▶ STATED PROBLEM: Write out the full listing again, exactly as it stands.

▶ TASK MATERIAL:
(begin)
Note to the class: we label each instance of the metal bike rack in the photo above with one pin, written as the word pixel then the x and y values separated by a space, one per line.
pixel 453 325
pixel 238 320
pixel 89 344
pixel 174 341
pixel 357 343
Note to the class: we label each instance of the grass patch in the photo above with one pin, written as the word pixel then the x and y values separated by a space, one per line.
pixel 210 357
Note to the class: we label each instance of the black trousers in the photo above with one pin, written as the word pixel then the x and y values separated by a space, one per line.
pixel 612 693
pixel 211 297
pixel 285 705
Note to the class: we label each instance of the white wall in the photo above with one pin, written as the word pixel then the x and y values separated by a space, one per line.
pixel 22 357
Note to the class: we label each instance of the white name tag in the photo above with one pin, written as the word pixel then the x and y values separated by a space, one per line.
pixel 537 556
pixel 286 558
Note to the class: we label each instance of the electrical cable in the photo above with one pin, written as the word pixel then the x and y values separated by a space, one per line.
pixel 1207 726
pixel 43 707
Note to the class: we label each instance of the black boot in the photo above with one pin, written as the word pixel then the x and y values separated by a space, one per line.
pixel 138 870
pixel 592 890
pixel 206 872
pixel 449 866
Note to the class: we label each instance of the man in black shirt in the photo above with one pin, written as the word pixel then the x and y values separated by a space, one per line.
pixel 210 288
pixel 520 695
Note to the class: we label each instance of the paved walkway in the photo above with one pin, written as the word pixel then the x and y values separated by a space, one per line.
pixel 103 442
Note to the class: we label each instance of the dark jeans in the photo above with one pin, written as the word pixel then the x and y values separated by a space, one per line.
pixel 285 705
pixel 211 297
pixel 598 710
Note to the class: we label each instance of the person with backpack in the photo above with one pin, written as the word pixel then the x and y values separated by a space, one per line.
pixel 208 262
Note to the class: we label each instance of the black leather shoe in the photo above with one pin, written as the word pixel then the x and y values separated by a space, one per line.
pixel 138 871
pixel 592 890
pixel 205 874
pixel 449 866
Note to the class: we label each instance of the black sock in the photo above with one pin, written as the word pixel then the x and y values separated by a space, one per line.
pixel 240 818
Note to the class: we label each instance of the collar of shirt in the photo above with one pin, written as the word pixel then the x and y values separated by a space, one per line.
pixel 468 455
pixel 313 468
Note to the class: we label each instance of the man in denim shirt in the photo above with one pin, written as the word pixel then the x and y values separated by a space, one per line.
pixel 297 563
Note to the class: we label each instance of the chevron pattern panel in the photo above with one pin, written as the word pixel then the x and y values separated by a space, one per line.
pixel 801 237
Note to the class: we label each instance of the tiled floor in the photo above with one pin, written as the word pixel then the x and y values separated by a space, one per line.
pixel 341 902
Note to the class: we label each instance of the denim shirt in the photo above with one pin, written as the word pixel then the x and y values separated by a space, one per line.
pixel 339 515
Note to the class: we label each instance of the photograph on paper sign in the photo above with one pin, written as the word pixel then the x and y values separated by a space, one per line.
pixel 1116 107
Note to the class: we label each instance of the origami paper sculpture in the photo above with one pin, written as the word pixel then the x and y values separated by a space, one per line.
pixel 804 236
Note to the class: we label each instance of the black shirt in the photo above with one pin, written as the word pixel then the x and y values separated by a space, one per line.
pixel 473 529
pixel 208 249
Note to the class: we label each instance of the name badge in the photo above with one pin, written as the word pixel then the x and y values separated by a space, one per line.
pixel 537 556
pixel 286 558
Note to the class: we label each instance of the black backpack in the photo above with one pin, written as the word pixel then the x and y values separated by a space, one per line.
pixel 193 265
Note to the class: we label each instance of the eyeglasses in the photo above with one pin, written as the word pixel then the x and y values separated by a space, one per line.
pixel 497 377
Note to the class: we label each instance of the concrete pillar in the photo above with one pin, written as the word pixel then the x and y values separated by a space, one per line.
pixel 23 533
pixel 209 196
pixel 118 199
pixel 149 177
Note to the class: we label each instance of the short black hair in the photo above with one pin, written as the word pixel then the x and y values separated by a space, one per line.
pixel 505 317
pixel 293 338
(end)
▶ RESPONSE FOR THIS EXERCISE:
Note to the class: we label each instance of the metal bike rack in the photo above with one pin, written as the word pixel then the x and y values separated by a space, one per line.
pixel 453 325
pixel 238 320
pixel 89 344
pixel 174 341
pixel 357 343
Note to the class: we label each instance of the grass patch in the photo above with one pin, written as the word pixel then the x and y values separated by a space, one per line.
pixel 210 357
Note to the class: we label each instance of the black trousers in the photo above with one pin, written as the word pixel then the x and y values separated by a space, one per line.
pixel 612 693
pixel 211 297
pixel 285 705
Note to the class: we label each instance of the white wall in the photo above with one pin, written as the word pixel then the x and y values separated by a space, one per line.
pixel 22 357
Note to the class: we label each instance of the white name tag in the photo above with one pin, written as the word pixel then the x and y values separated by a space, one per line.
pixel 537 556
pixel 286 558
Note to the class: we label each instance of the electrical cable in the photo above with one pin, written as the word pixel then the x and y values separated by a space, one per line.
pixel 1207 726
pixel 43 707
Note to the class: we label each instance of the black boot in the photo above with one pin, written as the word pixel then the x and y values separated by a space, one per line.
pixel 138 870
pixel 592 890
pixel 206 872
pixel 449 866
Note to the class: we label each instance of the man in black shirt in the photo above with one pin, written as the word pixel then the x and y values separated by a space, one per line.
pixel 210 288
pixel 520 695
Note to the class: we label each instance of the paved walkway in the photo above with one pin, written as the word pixel then the x and y values separated by a space, one per line.
pixel 103 442
Note to the class: we label each instance of the dark jeans in the photo above with one pin, written as the word pixel then the x and y values separated by a space, one per line.
pixel 285 705
pixel 211 297
pixel 598 710
Note to the class: we label each instance of the person with backpack in the photo above with one pin, written as the word pixel then the x and y values separated by a space, one per line.
pixel 208 262
Note to the class: we label each instance of the black leather shoe in the photo above with one pin, written as the word pixel then the x and y values separated by a space, one per line.
pixel 138 871
pixel 592 890
pixel 205 874
pixel 449 866
Note to the class: we label each instance of the black sock in the photo above with one pin, written as the word pixel then the x and y values separated by a space, one per line.
pixel 240 818
Note to the class: we label each instance of the collar of shirt in the photo above with one pin, written as the word pixel then the x and y values separated by a space, one per line.
pixel 468 455
pixel 313 468
Note to the class: we label each instance of the man in denim shirt in the photo above with one pin, written as the word pixel then the x and y values separated by a space, one per line.
pixel 297 563
Note to the class: we label each instance of the chevron pattern panel in the photo above with one pin, written as the word pixel then the x and y values separated by a space, one per line.
pixel 801 237
Note to the class: we label each instance of the tiled floor in the photo above with one pin, written as the word pixel then the x and y values separated by a space, one per line.
pixel 341 902
Note to the class: we label each instance of the denim shirt in the photo above with one pin, written as the word pixel then the x and y values separated by a space, one per line.
pixel 339 515
Note to the class: we label each instance of the photograph on paper sign in the photo above with one pin, written as the word pixel then the x and y values separated by a space, one per line.
pixel 1116 107
Note to the class: we label each instance of the origami paper sculpture in the photo above with one pin, written as the word pixel then the x and y values separated by a space, one per line.
pixel 804 236
Note to the class: we label each instance of the black shirt in the photo above with one pin, written as the word pixel then the x and y values separated by a space, one per line.
pixel 473 529
pixel 208 249
Note to the class: we label each instance of the name badge in the photo above with one pin, written as the word pixel then the x and y values separated by a space, one per line.
pixel 537 556
pixel 286 558
Note to the class: we label each instance of the black backpack in the photo above with one pin, written as the word pixel then the x and y values separated by a space, one per line.
pixel 193 265
Note to the class: we label each instance of the eyeglasses in the photo above with one pin, written as the word pixel then the x and y values separated by a space, one per line.
pixel 497 377
Note to the class: we label each instance of the concrete pillar in the photo above with one pin, written as the word pixel then the x and y values separated by a space, one per line.
pixel 23 533
pixel 209 196
pixel 118 199
pixel 149 177
Note to the class: we label each instance of the short black hair in the photo above with one pin, written as the word pixel then the x and y values separated by a space, one per line.
pixel 505 317
pixel 293 338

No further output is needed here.